_AIM OF THE TASK_
Nothing but an exact copy of the listing should be given.

----

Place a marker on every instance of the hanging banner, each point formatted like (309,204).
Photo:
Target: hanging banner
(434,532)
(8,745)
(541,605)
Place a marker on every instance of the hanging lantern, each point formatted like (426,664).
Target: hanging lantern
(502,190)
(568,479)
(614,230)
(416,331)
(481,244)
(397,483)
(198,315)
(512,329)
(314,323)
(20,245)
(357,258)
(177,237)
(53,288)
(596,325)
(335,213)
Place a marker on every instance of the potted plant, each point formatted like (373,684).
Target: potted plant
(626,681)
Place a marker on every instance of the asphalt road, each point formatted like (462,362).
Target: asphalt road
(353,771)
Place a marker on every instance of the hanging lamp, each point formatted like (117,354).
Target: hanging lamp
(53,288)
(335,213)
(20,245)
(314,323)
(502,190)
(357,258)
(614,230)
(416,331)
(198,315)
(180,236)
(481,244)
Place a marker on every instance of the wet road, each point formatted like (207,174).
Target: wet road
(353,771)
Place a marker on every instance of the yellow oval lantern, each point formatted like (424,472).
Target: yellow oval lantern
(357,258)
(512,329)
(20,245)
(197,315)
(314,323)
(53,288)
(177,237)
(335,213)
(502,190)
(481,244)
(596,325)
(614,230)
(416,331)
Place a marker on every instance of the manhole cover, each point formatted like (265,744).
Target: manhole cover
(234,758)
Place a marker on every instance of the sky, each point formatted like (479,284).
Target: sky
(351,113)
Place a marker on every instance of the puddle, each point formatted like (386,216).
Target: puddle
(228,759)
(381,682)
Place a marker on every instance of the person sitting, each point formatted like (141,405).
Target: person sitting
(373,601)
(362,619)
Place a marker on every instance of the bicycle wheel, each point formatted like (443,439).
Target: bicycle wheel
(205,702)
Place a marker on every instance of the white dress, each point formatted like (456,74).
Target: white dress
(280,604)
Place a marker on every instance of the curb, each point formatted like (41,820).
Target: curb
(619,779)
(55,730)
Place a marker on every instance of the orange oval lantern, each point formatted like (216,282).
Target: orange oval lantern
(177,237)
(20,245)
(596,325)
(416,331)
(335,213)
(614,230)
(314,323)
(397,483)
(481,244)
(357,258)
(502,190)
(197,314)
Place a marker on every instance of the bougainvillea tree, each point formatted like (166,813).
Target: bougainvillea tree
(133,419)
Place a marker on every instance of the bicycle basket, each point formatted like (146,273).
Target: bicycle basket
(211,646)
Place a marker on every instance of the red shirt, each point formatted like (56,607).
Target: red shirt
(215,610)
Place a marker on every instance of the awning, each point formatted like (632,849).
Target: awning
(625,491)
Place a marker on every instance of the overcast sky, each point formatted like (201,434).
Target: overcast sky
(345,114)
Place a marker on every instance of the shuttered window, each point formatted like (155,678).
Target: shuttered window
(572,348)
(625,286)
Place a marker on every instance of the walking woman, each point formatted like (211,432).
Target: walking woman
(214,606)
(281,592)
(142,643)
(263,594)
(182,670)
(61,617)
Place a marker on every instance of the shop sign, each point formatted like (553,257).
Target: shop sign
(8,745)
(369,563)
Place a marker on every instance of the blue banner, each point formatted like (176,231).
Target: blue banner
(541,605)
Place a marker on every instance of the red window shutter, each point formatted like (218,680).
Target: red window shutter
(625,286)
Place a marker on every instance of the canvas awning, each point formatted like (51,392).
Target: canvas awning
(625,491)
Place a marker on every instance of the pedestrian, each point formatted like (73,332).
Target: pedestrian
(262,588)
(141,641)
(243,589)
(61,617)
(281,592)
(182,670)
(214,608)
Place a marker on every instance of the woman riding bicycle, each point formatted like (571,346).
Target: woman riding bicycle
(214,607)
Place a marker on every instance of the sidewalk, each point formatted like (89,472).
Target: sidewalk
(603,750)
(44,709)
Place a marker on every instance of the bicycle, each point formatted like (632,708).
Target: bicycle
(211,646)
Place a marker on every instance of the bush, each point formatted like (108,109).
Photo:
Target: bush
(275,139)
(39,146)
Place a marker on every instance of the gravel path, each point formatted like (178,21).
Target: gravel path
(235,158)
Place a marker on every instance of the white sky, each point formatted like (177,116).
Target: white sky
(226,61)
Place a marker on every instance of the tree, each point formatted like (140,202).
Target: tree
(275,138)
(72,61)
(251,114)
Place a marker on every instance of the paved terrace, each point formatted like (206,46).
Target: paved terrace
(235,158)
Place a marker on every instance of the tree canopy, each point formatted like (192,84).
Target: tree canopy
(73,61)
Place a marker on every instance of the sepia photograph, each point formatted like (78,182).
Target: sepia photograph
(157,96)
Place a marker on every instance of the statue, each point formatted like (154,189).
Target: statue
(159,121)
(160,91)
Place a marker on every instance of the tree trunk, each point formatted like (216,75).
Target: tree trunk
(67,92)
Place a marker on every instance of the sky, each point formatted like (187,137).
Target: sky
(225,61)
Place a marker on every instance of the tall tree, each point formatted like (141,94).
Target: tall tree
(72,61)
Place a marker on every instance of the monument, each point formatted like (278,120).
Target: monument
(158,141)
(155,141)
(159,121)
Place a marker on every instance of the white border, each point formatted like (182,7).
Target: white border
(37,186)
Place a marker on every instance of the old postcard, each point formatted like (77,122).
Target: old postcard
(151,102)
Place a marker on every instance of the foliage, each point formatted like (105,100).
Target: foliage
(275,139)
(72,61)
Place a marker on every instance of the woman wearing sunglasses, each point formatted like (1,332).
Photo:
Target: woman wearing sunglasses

----

_TASK ANSWER_
Place a marker on every instance of the hanging banner, each point formatted like (309,204).
Photo:
Target: hanging banner
(434,532)
(8,745)
(541,605)
Place a marker on every instance of the hanging lantern, each point formatted like (426,664).
Target: hanging lantern
(502,190)
(568,479)
(614,230)
(416,331)
(481,244)
(397,483)
(198,315)
(512,329)
(314,323)
(20,245)
(357,258)
(177,237)
(53,288)
(596,325)
(335,213)
Place a marker on every instance of the potted plant, each point formatted like (373,684).
Target: potted plant
(626,681)
Place a marker on every instance of the asphalt road, each point formatted like (462,362).
Target: asphalt road
(353,771)
Place a marker on every instance of the hanging lamp, each point formatted like (117,354).
Target: hanging lamp
(53,288)
(335,213)
(20,245)
(314,323)
(502,190)
(357,258)
(614,230)
(416,331)
(198,315)
(180,236)
(481,244)
Place a marker on every instance of the wet road, each point formatted like (207,174).
Target: wet road
(353,771)
Place a marker on every instance of the yellow oval lantern, each point formatted like (424,472).
Target: yellow oval lantern
(357,258)
(512,329)
(20,245)
(197,315)
(314,323)
(53,288)
(177,237)
(335,213)
(502,190)
(481,244)
(596,325)
(614,230)
(416,331)
Place a marker on every instance of the manhole cover, each point formatted like (265,744).
Target: manhole cover
(234,758)
Place a marker on every instance of the sky, each point formatted like (479,284).
Target: sky
(351,113)
Place a marker on every instance of the puddle, each point formatted like (386,216).
Target: puddle
(228,759)
(381,682)
Place a marker on every instance of the person sitting, each point formatted like (141,405).
Target: person sitting
(373,601)
(362,619)
Place a marker on every instance of the bicycle wheel, each point formatted like (443,439).
Target: bicycle wheel
(205,702)
Place a marker on every instance of the white dress, each point formatted like (456,74).
Target: white dress
(280,604)
Place a marker on every instance of the curb, each point formatted like (41,820).
Target: curb
(619,779)
(55,730)
Place a marker on every instance of the orange oval lantern, each point formatted like (216,282).
Target: orange oval lantern
(177,237)
(20,245)
(596,325)
(416,331)
(335,213)
(614,230)
(314,323)
(397,483)
(481,244)
(357,258)
(502,190)
(197,314)
Place a marker on every instance of the bougainvillea tree, each point formatted like (166,813).
Target: bougainvillea tree
(133,419)
Place a marker on every instance of the bicycle basket, each point formatted like (146,273).
Target: bicycle basket
(211,646)
Place a marker on every instance of the red shirt, each point formatted like (56,607).
Target: red shirt
(215,610)
Place a marker on every instance of the awning, each point formatted like (632,849).
Target: awning
(625,491)
Place a marker on every instance of the overcast sky, each point formatted like (201,434).
Target: overcast sky
(345,114)
Place a marker on every instance of the shuttered window, each point formatted like (155,678).
Target: shuttered window
(572,348)
(625,286)
Place a marker on every instance of the walking woman, each point formatted like (211,432).
Target: walking woman
(214,606)
(281,592)
(142,643)
(263,594)
(182,670)
(61,617)
Place a marker on every instance of the shop sign, each point formatted like (553,257).
Target: shop sign
(8,745)
(369,563)
Place a marker on every instance of the blue banner, each point formatted like (176,231).
Target: blue banner
(541,605)
Place a marker on every instance of the red window shutter, each point formatted like (218,680).
Target: red window shutter
(625,286)
Place a marker on every instance of the canvas awning, each point formatted like (51,392).
Target: canvas awning
(625,491)
Place a marker on every instance of the pedestrian, each point formatted like (73,332).
Target: pedestrian
(262,588)
(141,641)
(243,589)
(61,617)
(281,592)
(182,670)
(214,608)
Place a marker on every instance of the woman riding bicycle, each point formatted like (571,346).
Target: woman riding bicycle
(214,607)
Place a marker on every instance of the sidewalk, each point formatted like (89,472).
Target: sidewalk
(603,750)
(44,709)
Place a marker on every instance of the bicycle, each point formatted like (632,708).
Target: bicycle
(211,646)
Place a marker on every instance of the bush, each point formatted like (108,109).
Photo:
Target: bush
(275,139)
(39,146)
Place a marker on every instance of the gravel path, each point formatted like (178,21).
Target: gravel path
(235,158)
Place a marker on every instance of the white sky, each point formatted like (177,116).
Target: white sky
(226,61)
Place a marker on every instance of the tree, each point formatted like (140,202).
Target: tree
(275,138)
(72,61)
(251,114)
Place a marker on every instance of the paved terrace, each point formatted like (206,46).
Target: paved terrace
(235,158)
Place a marker on every instance of the tree canopy, each point formatted like (192,84).
Target: tree canopy
(73,61)
Place a marker on every instance of the sepia photograph, each point formatted like (78,182).
Target: sepia photograph
(157,96)
Place a marker on every instance of the statue, each point formatted like (154,189).
Target: statue
(159,121)
(160,91)
Place a marker on every instance of the tree trunk, each point formatted like (216,75).
Target: tree trunk
(67,92)
Place a marker on every instance of the sky, each point formatted like (187,137).
Target: sky
(225,61)
Place a marker on every instance of the tall tree, each point formatted like (141,94).
Target: tall tree
(72,61)
Place a marker on every instance of the monument, each point formatted like (278,120).
Target: monument
(158,141)
(155,141)
(159,121)
Place a marker on every instance of the white border, each point formatted like (182,7).
Target: white border
(37,186)
Place a marker on every instance of the old postcard, each point formatted like (77,122).
Target: old postcard
(151,102)
Place a marker on every instance of the foliage, each point formatted like (105,100).
Target: foliage
(275,139)
(72,61)
Place a marker on every instance of the woman wearing sunglasses, each point formatted like (1,332).
Photo:
Target: woman wearing sunglasses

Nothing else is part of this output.